# Excerpt provided:
"""

So, how good are our climate models? And how much confidence should we have in what they say about future climates? To answer that, lets talk about how the models work. All but the simplest climate models begin by covering the Earth's atmosphere with a three dimensional grid, typically ten to 20 layers of grid boxes stacked above a surface grid of 100 km by 100 km.

Grids covering the ocean usually have smaller grid squares closer to 10 km by 10 km. With the grids in place, the computer models use the fundamental laws of physics to calculate how the air, water and energy in each box at a given time move to neighboring grid boxes at a slightly later time.

This process is then repeated over and over. It all sounds straightforward, but its not at all easy, in fact, its excruciatingly difficult. And anyone who says that climate models are just physics, either doesn't understand them or is being deliberately misleading. One major challenge is that the models use only single values of temperature, humidity and other variables to describe conditions within the entire grid box.

For example, they ignore the temperature difference between Palo Alto and Stockton, which are 100 km apart. Another is that models have to be initialized. But even with our most sophisticated observation systems, getting the right starting points in each grid box is really difficult. Considerable judgment is required by the modelers, and since different modelers make different assumptions, results can vary widely.

"""

# Problem:
Copy out the passage above on how climate models work, word for word and in full.

# Data:
"""

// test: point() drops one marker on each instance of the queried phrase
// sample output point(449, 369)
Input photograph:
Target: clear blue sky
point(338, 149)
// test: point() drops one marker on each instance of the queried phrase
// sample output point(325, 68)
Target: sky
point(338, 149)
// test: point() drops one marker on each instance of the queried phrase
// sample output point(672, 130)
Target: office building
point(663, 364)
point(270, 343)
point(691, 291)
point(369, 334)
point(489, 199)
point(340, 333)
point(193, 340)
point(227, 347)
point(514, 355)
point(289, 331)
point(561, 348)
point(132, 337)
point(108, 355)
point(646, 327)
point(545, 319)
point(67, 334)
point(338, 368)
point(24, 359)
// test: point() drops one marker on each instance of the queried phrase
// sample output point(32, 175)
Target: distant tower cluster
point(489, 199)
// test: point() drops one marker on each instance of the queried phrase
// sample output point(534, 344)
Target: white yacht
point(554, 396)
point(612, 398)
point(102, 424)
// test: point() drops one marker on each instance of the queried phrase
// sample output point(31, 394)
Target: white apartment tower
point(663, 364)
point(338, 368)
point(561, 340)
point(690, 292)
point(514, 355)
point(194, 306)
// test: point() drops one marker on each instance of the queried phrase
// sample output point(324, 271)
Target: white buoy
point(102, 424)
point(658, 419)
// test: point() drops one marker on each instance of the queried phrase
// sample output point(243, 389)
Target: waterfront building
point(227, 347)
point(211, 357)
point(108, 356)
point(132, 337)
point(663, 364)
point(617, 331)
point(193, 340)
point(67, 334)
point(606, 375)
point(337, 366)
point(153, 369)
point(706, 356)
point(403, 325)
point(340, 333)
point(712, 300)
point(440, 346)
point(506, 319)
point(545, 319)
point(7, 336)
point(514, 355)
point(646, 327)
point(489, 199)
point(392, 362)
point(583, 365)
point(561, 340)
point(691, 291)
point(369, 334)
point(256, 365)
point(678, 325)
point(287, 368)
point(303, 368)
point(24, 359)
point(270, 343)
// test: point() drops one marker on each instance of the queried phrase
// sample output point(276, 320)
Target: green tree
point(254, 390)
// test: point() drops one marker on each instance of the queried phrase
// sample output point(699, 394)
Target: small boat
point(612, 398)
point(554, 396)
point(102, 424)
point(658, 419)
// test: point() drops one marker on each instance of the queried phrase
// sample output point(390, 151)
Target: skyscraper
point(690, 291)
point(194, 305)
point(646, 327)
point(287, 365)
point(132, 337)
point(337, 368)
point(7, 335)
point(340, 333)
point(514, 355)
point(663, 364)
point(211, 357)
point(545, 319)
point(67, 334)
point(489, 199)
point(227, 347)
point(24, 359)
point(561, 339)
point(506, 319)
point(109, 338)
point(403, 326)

"""

# Full solution:
So, how good are our climate models? And how much confidence should we have in what they say about future climates? To answer that, lets talk about how the models work. All but the simplest climate models begin by covering the Earth's atmosphere with a three dimensional grid, typically ten to 20 layers of grid boxes stacked above a surface grid of 100 km by 100 km.

Grids covering the ocean usually have smaller grid squares closer to 10 km by 10 km. With the grids in place, the computer models use the fundamental laws of physics to calculate how the air, water and energy in each box at a given time move to neighboring grid boxes at a slightly later time.

This process is then repeated over and over. It all sounds straightforward, but its not at all easy, in fact, its excruciatingly difficult. And anyone who says that climate models are just physics, either doesn't understand them or is being deliberately misleading. One major challenge is that the models use only single values of temperature, humidity and other variables to describe conditions within the entire grid box.

For example, they ignore the temperature difference between Palo Alto and Stockton, which are 100 km apart. Another is that models have to be initialized. But even with our most sophisticated observation systems, getting the right starting points in each grid box is really difficult. Considerable judgment is required by the modelers, and since different modelers make different assumptions, results can vary widely.